### Instructions for the task
Among the records below, find the line that has "the form [611,117]."; from there, give the lines again exactly, and stop after the line that has "the form [780,1].".
═══
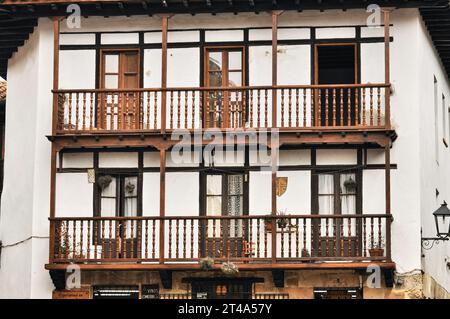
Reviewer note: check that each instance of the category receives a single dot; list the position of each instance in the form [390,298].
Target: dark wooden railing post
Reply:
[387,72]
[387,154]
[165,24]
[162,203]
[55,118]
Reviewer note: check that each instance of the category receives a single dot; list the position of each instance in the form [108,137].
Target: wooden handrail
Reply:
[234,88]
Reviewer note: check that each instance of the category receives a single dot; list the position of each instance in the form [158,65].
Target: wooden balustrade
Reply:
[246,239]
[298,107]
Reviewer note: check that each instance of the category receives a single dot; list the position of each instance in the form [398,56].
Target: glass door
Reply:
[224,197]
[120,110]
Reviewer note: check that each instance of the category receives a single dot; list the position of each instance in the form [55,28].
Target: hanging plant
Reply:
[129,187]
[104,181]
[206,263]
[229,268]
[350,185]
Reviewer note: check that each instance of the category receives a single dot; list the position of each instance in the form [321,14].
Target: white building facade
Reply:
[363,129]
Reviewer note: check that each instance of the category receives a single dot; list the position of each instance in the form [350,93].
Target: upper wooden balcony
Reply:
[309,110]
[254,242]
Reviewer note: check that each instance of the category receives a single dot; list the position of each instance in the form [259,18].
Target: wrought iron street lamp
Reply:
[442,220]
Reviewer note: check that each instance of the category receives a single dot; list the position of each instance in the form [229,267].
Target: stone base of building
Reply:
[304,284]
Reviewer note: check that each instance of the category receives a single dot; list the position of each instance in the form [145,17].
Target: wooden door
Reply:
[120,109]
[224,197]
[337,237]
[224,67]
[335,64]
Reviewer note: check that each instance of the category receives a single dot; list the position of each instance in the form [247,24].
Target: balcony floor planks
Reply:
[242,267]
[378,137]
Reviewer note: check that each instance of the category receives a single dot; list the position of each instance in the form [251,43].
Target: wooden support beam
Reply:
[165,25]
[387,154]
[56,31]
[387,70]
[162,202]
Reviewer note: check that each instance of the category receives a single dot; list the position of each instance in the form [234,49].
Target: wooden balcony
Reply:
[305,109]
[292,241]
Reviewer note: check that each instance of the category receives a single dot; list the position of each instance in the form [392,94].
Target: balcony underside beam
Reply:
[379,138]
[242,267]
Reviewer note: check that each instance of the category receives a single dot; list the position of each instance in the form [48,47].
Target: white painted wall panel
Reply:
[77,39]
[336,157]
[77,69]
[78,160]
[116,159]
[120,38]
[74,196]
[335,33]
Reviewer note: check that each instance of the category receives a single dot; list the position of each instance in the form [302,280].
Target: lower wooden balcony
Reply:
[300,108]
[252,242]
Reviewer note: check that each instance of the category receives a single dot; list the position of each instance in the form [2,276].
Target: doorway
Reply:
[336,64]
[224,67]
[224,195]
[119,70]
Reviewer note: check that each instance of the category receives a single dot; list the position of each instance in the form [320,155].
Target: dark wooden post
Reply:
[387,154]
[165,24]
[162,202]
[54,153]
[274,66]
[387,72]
═══
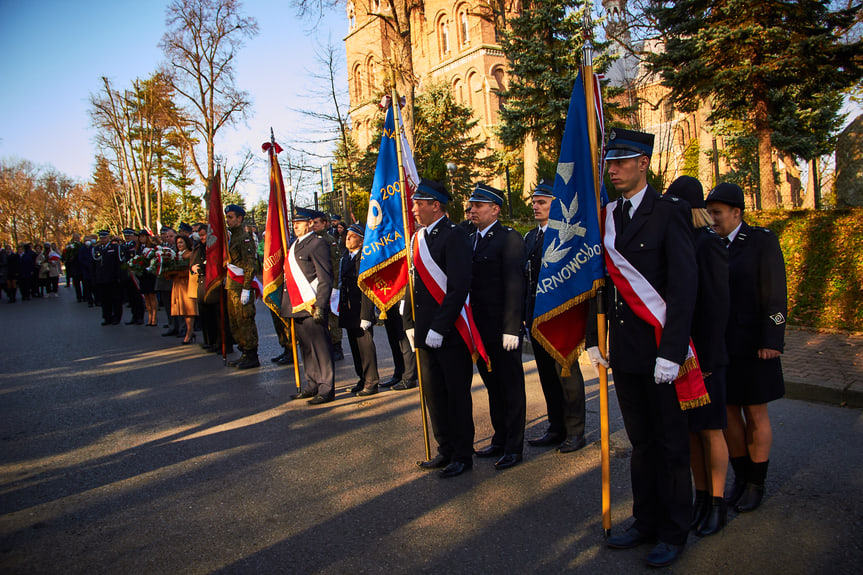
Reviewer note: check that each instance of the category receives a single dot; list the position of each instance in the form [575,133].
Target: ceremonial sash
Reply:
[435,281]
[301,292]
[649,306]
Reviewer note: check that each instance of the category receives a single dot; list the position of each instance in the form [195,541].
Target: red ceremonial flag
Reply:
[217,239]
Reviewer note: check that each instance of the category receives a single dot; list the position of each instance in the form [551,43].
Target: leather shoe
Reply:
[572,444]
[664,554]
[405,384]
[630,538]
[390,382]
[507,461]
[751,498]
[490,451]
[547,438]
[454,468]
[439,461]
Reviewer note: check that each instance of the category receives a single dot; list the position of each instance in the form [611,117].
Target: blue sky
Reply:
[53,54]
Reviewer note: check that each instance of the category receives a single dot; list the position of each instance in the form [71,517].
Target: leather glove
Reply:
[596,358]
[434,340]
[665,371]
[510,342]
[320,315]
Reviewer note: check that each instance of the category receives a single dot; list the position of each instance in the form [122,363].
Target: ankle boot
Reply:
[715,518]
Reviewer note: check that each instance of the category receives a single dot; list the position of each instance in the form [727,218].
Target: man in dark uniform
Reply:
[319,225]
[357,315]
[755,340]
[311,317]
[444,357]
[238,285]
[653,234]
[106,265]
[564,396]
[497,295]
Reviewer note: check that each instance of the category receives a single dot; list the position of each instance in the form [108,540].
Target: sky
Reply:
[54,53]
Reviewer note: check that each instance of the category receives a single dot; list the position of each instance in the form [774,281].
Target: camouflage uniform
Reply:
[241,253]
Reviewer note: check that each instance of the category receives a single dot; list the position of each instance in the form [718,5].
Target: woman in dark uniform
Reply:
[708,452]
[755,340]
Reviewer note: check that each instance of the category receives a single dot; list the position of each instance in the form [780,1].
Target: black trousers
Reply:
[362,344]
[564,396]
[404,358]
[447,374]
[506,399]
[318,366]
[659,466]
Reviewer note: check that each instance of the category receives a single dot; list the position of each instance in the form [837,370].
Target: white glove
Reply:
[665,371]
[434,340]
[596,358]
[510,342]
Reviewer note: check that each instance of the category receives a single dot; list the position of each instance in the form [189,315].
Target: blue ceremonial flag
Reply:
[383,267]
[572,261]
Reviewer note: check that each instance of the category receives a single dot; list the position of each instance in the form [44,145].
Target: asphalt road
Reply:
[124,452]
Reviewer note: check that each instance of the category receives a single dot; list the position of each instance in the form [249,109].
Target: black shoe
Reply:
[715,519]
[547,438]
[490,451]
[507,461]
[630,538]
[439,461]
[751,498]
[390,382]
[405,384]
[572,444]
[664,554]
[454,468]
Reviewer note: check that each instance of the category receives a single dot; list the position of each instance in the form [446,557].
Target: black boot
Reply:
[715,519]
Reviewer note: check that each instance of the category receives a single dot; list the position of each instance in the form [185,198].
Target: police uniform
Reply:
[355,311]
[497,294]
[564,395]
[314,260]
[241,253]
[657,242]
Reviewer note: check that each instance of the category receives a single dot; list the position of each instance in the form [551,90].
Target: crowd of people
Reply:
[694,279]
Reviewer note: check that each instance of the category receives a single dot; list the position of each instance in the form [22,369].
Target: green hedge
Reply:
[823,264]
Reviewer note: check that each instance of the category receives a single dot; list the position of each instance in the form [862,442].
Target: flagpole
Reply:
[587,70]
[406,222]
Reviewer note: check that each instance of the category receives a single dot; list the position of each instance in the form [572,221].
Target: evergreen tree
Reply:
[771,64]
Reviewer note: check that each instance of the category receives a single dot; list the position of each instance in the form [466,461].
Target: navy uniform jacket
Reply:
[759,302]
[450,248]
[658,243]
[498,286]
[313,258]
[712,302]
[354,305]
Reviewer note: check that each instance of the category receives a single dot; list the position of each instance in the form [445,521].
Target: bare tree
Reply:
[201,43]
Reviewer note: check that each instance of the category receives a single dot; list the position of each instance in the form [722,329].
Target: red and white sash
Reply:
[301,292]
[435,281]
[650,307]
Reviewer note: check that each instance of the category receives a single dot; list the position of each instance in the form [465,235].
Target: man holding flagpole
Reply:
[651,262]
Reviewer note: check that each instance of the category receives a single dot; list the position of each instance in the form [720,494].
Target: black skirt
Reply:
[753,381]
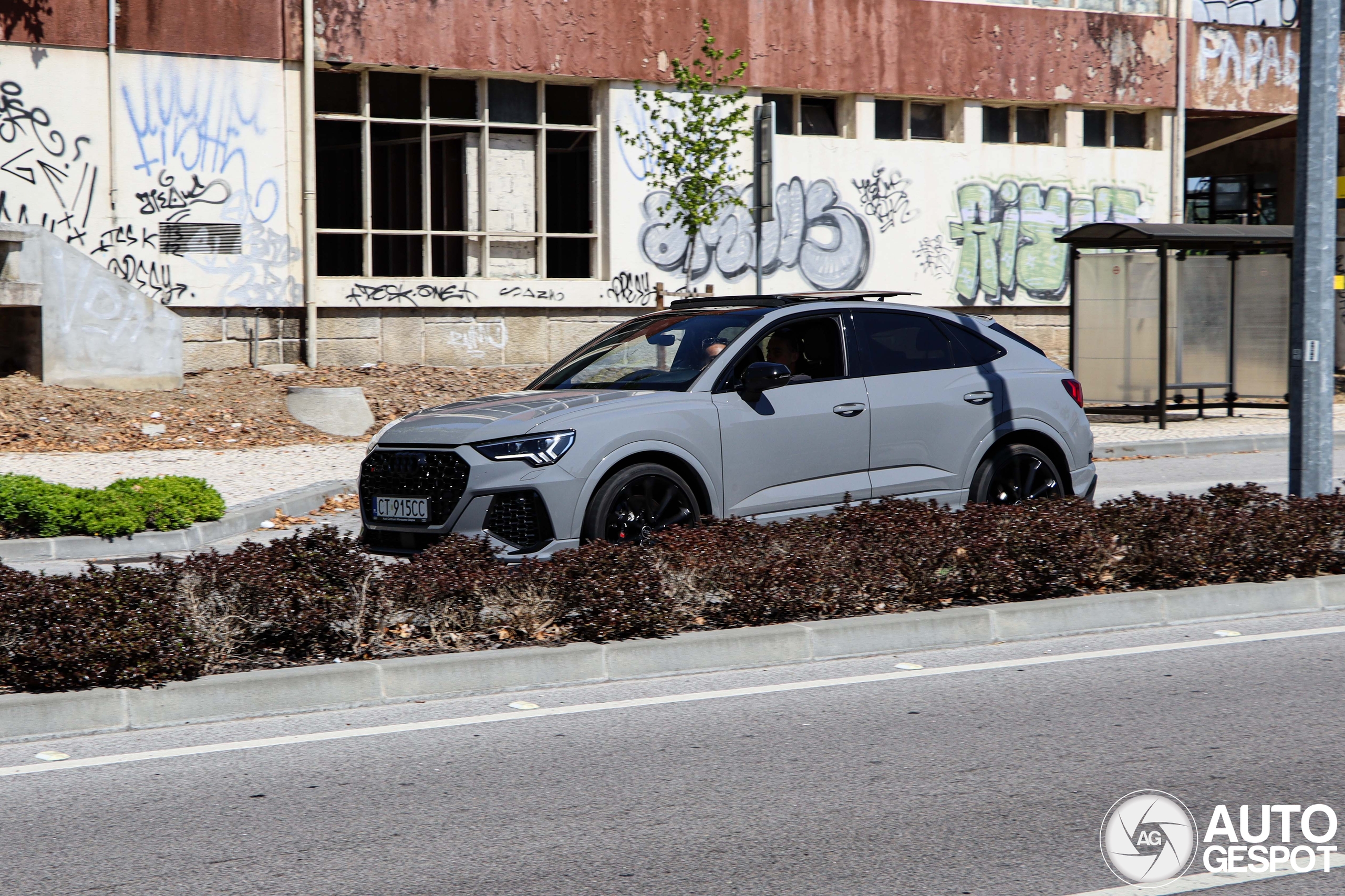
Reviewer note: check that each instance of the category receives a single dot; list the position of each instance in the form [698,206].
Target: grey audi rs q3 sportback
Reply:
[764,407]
═══
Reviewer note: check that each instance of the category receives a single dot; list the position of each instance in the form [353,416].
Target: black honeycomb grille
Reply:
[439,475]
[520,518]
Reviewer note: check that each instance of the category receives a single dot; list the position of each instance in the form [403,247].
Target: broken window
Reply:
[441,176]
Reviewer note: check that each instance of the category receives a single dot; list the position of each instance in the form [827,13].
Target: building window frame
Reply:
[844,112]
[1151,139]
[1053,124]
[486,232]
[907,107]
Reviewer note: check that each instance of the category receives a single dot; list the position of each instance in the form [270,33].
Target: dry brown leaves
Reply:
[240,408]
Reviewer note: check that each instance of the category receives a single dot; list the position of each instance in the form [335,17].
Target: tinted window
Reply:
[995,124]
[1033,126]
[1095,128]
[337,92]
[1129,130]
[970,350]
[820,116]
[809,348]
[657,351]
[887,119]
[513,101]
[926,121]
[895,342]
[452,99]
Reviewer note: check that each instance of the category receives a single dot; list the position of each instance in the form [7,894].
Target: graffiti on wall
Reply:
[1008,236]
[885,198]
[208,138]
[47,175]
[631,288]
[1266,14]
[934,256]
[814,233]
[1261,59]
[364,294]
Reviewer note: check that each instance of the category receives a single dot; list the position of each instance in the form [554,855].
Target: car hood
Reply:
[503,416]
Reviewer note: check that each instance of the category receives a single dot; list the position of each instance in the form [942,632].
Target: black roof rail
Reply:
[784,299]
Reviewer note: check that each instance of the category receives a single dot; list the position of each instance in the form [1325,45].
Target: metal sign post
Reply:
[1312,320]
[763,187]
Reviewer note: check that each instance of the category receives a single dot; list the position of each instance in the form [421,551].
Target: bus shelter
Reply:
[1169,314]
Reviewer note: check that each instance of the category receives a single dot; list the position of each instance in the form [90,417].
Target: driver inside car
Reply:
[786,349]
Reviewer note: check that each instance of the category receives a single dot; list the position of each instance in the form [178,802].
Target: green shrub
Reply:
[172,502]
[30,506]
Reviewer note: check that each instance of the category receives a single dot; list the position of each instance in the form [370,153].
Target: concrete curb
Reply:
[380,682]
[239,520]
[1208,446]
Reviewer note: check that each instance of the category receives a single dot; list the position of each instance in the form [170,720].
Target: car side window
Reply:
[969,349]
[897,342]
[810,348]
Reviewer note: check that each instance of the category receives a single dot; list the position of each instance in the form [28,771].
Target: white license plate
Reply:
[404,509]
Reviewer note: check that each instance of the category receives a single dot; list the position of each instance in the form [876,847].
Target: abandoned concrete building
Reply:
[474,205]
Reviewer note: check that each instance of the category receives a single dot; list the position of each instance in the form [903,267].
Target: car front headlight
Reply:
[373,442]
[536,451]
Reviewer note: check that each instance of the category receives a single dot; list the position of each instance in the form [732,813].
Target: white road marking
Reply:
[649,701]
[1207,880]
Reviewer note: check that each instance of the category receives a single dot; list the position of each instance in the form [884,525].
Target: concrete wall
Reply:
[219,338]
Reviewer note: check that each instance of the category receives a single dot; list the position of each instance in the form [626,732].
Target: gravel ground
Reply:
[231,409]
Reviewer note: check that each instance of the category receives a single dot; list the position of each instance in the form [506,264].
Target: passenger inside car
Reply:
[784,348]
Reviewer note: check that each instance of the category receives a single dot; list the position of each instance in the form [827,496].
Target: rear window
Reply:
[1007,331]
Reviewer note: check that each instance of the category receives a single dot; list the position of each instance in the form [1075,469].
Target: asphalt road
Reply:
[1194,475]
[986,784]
═══
### Result of this exercise
Reviewer note: check that each instance of the category receives a single dot; list the position of each instance in the form [611,117].
Target: blue sky
Reply:
[53,54]
Reviewer note: check that each instance of the category receives a single dot; list the position of each instance in the form [71,517].
Target: leather glove
Reply:
[596,358]
[434,340]
[665,371]
[510,342]
[320,315]
Reviewer note: check that each instance of the category receives a single dot; list the position of each instance in the form [122,363].
Target: ankle boot
Reply:
[715,518]
Reviewer note: check that each instance of the category receives a single dot; list the position of each instance in the form [727,218].
Target: man in dark uniform
Reply:
[319,225]
[357,315]
[755,340]
[311,317]
[444,357]
[238,285]
[653,234]
[106,265]
[564,396]
[497,295]
Reviewer note: check that each instance of the category receives a single dot; list the position of each instance in the form [108,540].
Target: sky
Reply:
[54,53]
Reviewer note: check that each instance of the category receives a single dot; list the position of each instance in the form [774,281].
Target: camouflage uniform
Reply:
[241,253]
Reviewer note: check that each instance of the category receives a single dot; list the position of each instance in the form [718,5].
Target: woman in dark uniform
Reply:
[708,452]
[755,340]
Reviewer note: check that each instance of the category receives a single dot; list the position of each instance in the form [780,1].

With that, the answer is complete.